• EXTRACTED TEXT
I will give a little help ...

 I also have a asus xonar dx and o2 objective, I connected them with a cheap cable 3.5mm> 3.5mm and I switched to mogami w2893 with Neutrik plug (DIY) and did not notice any difference.


----------



## AladdinSane

Just to confuse the OP further, in my experience there was a definite difference in sound between the 3.5 --> RCA cable I purchased from Monoprice and the one I purchased later from BJC. For a year or so I used the Monoprice premium cable (15ft Premium 3.5mm Stereo Male to 2RCA Male 22AWG Cable (Gold Plated) - Black) on some studio monitors I have positioned in front of my treadmill. I listened to these nearly every day during that time using the same source and source material. I was well familiar with their sound. As I was ordering some other items from BJC a couple months ago I threw in a similarly connected cable just for kicks. I noticed an immediate improvement in sound quality with the BJC MSA-1 cable. Now I did not order the cable expecting any difference in sound, I merely wanted a shorter length, more flexible wire for the setup so I di not have any preconceived notion that the cable would make any difference. I was pleasantly surprised at the unintended benefit and kicking myself for using the Monoprice cable all those months and miles. Other factors of course are not equal such as wire gauge and length (8ft vs 15ft),  so I do not rule out that as a contributing factor vs. magical properties of more expensive cables. I do know there was difference in the quality of sound for the better. YMMV


----------



## jaddie

I once purchased some exotic speaker cable and used it to connect speakers to a power amp at a recording studio.  I was shocked to hear an immediate and amazing sonic improvement.  I was also disturbed, as I couldn't understand why it should be.  But I had to move on to other projects and had no time to devote to figuring it out.  
   
  About two weeks later, I had some free time, and went back to that room and listened.  Yes, the sound was still amazing!  Man those wires sounded fantastic.  So, I got the test equipment out to try to figure out what I was hearing.  As I went to connect the analyzer to the speaker terminals, I noticed that someone else had switched back to the old wires.  I had listened to what I thought was the new exotic wire, heard how wonderful it was, but in fact I was listening to standard 14 ga zip cord.  I put the analyzer away, question answered.
   
  You can hear what you want to or expect to hear.  It will be real, palpable, unmistakable to you.  But if you try to verify it, you'll be disappointed.  
   
  I recommend that anyone buying expensive wires of any kind not actually try to compare them to old cheap standard wire.  Just enjoy the experience and wonder of your magic new wire.  It will be perfectly real, if only to you.
   
  You won't find me endorsing high-end wires or cables, but I will endorse the experience of listening to them them as being real for those who buy them. We are all in this for the joy of it, and that joy is no less valid if we hear wonderful sound from our expensive wires.  I personally choose to achieve wonderful sound in ways I can confirm, like acoustic treatment, speaker placement, headphone choice, etc.  But however you achieve audio nirvana is fine with me.


----------



## AladdinSane

I attribute the lesser SQ of the Monoprice cable to a lemon cable not to any magical properties of a more expensive BJC product doing the same thing. I have plugged the old cable back in and something is just not right. It is muddled and fuzzy compared to the BJC. My point would be that occasionally with cheaper cables the quality control could be lacking and you get a bad egg. I'm a big believer in measurable numbers and results.


----------

• RECORDS SHOWN
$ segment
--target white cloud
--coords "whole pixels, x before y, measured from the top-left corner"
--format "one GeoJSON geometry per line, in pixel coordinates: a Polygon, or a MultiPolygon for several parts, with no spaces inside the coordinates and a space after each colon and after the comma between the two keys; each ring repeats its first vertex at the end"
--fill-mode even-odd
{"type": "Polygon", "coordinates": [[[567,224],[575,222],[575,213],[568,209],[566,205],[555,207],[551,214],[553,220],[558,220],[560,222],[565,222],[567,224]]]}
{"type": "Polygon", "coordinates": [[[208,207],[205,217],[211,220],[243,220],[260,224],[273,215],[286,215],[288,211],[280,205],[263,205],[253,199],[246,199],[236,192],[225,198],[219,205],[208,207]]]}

• EXERCISE TASK
In the forum thread on audio cables, what did jaddie notice when going to connect the analyzer to the speaker terminals? The lines are separate material with no connection to the forum thread on audio cables.

• TASK SOLUTION
Someone else had switched back to the old wires.